### Passage
+--

Enhancing VM Search in Azure with PowerShell
In this walkthrough, we’ll explore various functionalities of PowerShell, including dynamic parameters, parallel execution of script blocks, and index building for efficient searches, among other features.
Let’s dive in by understanding the problem at hand. Often, there’s a need to search VMs not only by their names but also by their internal IP addresses or the names of their disks. However, the absence of an out-of-the-box API for this task led me to develop a custom tool. The goals were outlined as follows:
- Speedily extract data from Azure using parallel threads.
- Avoid multiple lookups in the VM array by employing an index.
- Ensure the flexibility to add indexes as needed, with search commands adapting dynamically.
- Prioritize the use of standard, documented REST calls.
- Utilize classic REST calls, given that nearly all VMs are V1.
For a quick glance at the code, check out the samples here.
Extracting Data
Our environment comprises more than ten subscriptions, a number that’s slated to grow. The lookup procedure should seamlessly span all existing subscriptions and automatically discover new ones as they emerge. The pragmatic approach I identified was to locally store all data extracted from Azure in an array. Initial trials using the traditional PowerShell Azure cmdlets like Get-AzureVM
proved to be slow, especially for a single subscription. An attempt to run this cmdlet in parallel using the PSParallel module was unfruitful, as some cmdlets within the MS Azure module seemed unprepared for parallel execution. The issues suspected to emanate from the Select-AzureSubscription
part resulted in unpredictable failures and peculiar error messages. After a period of experimentation, I opted to switch gears to the Azure REST API for data extraction. Although this shift made it unfeasible to pass the returned objects to other Azure cmdlets, the upside was a significantly quicker data retrieval. The way to circumvent this limitation remains a subject for future exploration.

+--

### Provided material
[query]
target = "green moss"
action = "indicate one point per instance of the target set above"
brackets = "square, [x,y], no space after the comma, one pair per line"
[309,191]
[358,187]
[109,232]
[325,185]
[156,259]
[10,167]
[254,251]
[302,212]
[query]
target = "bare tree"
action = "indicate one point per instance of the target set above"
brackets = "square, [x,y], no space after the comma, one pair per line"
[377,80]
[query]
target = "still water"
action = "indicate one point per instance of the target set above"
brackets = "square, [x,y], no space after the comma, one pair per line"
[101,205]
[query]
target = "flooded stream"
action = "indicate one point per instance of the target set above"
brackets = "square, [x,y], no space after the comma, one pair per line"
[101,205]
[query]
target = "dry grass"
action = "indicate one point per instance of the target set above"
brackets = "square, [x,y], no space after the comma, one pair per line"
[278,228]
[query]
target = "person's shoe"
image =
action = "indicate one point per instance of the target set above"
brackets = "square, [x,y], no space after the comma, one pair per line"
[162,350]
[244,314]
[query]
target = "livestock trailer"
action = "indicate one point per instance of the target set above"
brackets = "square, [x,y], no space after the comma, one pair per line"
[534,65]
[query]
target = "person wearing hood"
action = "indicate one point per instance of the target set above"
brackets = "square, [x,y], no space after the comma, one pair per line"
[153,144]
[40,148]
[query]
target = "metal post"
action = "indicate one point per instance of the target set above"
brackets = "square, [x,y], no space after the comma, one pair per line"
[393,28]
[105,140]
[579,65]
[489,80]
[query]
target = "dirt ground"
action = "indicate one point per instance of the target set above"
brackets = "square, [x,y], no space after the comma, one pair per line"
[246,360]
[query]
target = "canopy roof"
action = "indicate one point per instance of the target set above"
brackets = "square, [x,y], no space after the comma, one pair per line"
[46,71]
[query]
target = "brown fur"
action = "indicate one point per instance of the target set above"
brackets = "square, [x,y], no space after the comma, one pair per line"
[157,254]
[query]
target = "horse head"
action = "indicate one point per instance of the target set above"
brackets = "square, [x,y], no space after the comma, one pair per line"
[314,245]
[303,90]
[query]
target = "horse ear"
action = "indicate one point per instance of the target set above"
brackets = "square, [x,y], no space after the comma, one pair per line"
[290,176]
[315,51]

+--

### What is asked
Write out the entire walkthrough on Azure VM search word for word. None of the items have anything to do with the walkthrough on Azure VM search.

### Answer below
Enhancing VM Search in Azure with PowerShell
In this walkthrough, we’ll explore various functionalities of PowerShell, including dynamic parameters, parallel execution of script blocks, and index building for efficient searches, among other features.
Let’s dive in by understanding the problem at hand. Often, there’s a need to search VMs not only by their names but also by their internal IP addresses or the names of their disks. However, the absence of an out-of-the-box API for this task led me to develop a custom tool. The goals were outlined as follows:
- Speedily extract data from Azure using parallel threads.
- Avoid multiple lookups in the VM array by employing an index.
- Ensure the flexibility to add indexes as needed, with search commands adapting dynamically.
- Prioritize the use of standard, documented REST calls.
- Utilize classic REST calls, given that nearly all VMs are V1.
For a quick glance at the code, check out the samples here.
Extracting Data
Our environment comprises more than ten subscriptions, a number that’s slated to grow. The lookup procedure should seamlessly span all existing subscriptions and automatically discover new ones as they emerge. The pragmatic approach I identified was to locally store all data extracted from Azure in an array. Initial trials using the traditional PowerShell Azure cmdlets like Get-AzureVM
proved to be slow, especially for a single subscription. An attempt to run this cmdlet in parallel using the PSParallel module was unfruitful, as some cmdlets within the MS Azure module seemed unprepared for parallel execution. The issues suspected to emanate from the Select-AzureSubscription
part resulted in unpredictable failures and peculiar error messages. After a period of experimentation, I opted to switch gears to the Azure REST API for data extraction. Although this shift made it unfeasible to pass the returned objects to other Azure cmdlets, the upside was a significantly quicker data retrieval. The way to circumvent this limitation remains a subject for future exploration.